**Tarefa proposta:** No texto selecionado, quem conduziu o grupo até àquela aventura nocturna? Indique, por favor, o nome e a profissão.

**Texto selecionado:**
----------
Quando era miúdo, Ramzi Aburedwan participou na revolta das pedras contra os israelitas. Agora a sua luta passa por mudar as mentes levando a música aos campos de refugiados
Passava pouco da uma da madrugada quando o grupo se lançou mar adentro, ao encontro das ondas quentes e densamente salgadas do mar Morto. Na escuridão da noite, era impossível descortinar quem boiava ao lado de quem, mas aos poucos tal deixou de ser importante. Ao fim de 15 minutos imperava um silêncio relaxante, que apenas o bater das ondas no areal pedregoso — e as gargalhadas de Uday — quebravam. «Uday precisa disto e de muito mais», comenta Kamal, o motorista palestiniano que conduziu o grupo até àquela aventura nocturna.
----------
**Extrato de dados:**

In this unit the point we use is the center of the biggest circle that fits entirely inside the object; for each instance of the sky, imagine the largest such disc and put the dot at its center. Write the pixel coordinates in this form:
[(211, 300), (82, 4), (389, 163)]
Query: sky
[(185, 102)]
----------
**Resultado final:** Kamal, o motorista palestiniano.